━━━ Document

Designing for the Financial Workplace
The complete visual notes are at the end of this article.
On July 7th, HLW and the Newmark Activation Group hosted a virtual get-together with a group of leaders from various financial services companies. The evening’s discussion focused on what’s been working well in their respective organizations over the last few months and what they expect to see in the future of their workplaces. Here is what we learned.
Companies proactively prepared for change and in so doing, accelerated their crisis response.
Each participant indicated that their respective organization surveyed their employees during the ongoing work from home period. Encouragingly, organizational performance scores were consistently high, and employees have been staying relatively well engaged. Participants identified several reasons for this. In recent years, many organizations in the financial sector have been building new levels of flexibility into their workplace strategies. For some, particularly companies located around Wall Street, these changes began nearly a decade ago, in the aftermath of Superstorm Sandy. One participant discussed advanced preparations for the next natural disaster and how their organization has built capacity for resilience, which came to fruition in the current shutdown. Other participants discussed how their companies have gone agile in the last few years across business functions, resulting in an easier transition to remote work over recent months. Finally, everyone was unanimous in their recognition of the importance of leadership reinforcing change and the need to stay flexible in how people work.

━━━━━━

--- What is required ---
Answer these from the article on designing for the financial workplace:
1. On what date was the virtual get-together held?
2. Which two groups hosted it?
3. After which storm did some companies around Wall Street begin building flexibility into their workplace strategies?

━━━ Information supplied

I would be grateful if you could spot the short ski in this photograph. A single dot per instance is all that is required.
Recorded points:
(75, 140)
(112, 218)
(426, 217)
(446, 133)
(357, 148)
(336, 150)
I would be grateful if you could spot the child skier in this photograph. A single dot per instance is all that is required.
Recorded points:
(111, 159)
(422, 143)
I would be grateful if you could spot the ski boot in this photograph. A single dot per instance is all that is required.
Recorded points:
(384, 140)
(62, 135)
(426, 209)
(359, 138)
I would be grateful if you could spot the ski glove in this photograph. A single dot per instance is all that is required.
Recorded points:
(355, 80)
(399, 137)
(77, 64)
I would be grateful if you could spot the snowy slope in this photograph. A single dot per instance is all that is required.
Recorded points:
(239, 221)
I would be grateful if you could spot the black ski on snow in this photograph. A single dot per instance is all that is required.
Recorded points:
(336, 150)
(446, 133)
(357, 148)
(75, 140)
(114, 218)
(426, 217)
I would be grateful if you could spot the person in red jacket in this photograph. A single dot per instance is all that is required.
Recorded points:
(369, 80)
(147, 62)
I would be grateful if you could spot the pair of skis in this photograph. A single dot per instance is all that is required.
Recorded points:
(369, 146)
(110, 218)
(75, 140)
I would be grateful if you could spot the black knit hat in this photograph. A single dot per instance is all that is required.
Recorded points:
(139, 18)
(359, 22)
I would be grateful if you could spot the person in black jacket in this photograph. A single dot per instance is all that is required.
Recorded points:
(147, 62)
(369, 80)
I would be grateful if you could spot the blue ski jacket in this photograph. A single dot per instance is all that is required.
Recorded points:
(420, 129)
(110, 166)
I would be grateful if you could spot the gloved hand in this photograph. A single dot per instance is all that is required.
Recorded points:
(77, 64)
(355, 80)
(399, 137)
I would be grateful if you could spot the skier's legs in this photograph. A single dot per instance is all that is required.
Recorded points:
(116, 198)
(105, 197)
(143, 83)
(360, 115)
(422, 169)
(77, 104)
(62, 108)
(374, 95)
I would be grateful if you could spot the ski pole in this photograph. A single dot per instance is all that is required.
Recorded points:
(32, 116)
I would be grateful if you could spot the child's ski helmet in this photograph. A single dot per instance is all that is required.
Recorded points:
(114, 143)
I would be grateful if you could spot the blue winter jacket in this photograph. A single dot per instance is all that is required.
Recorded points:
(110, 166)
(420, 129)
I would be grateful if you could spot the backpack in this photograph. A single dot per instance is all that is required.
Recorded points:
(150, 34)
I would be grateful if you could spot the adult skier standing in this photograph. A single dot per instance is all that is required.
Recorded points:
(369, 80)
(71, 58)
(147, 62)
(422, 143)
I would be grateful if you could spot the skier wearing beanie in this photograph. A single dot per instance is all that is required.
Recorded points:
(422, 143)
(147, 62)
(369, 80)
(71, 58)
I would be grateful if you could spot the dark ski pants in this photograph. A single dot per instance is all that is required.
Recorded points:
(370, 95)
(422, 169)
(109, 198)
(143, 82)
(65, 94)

━━━━━━

--- Exercise result ---
1. July 7th
2. HLW and the Newmark Activation Group
3. Superstorm Sandy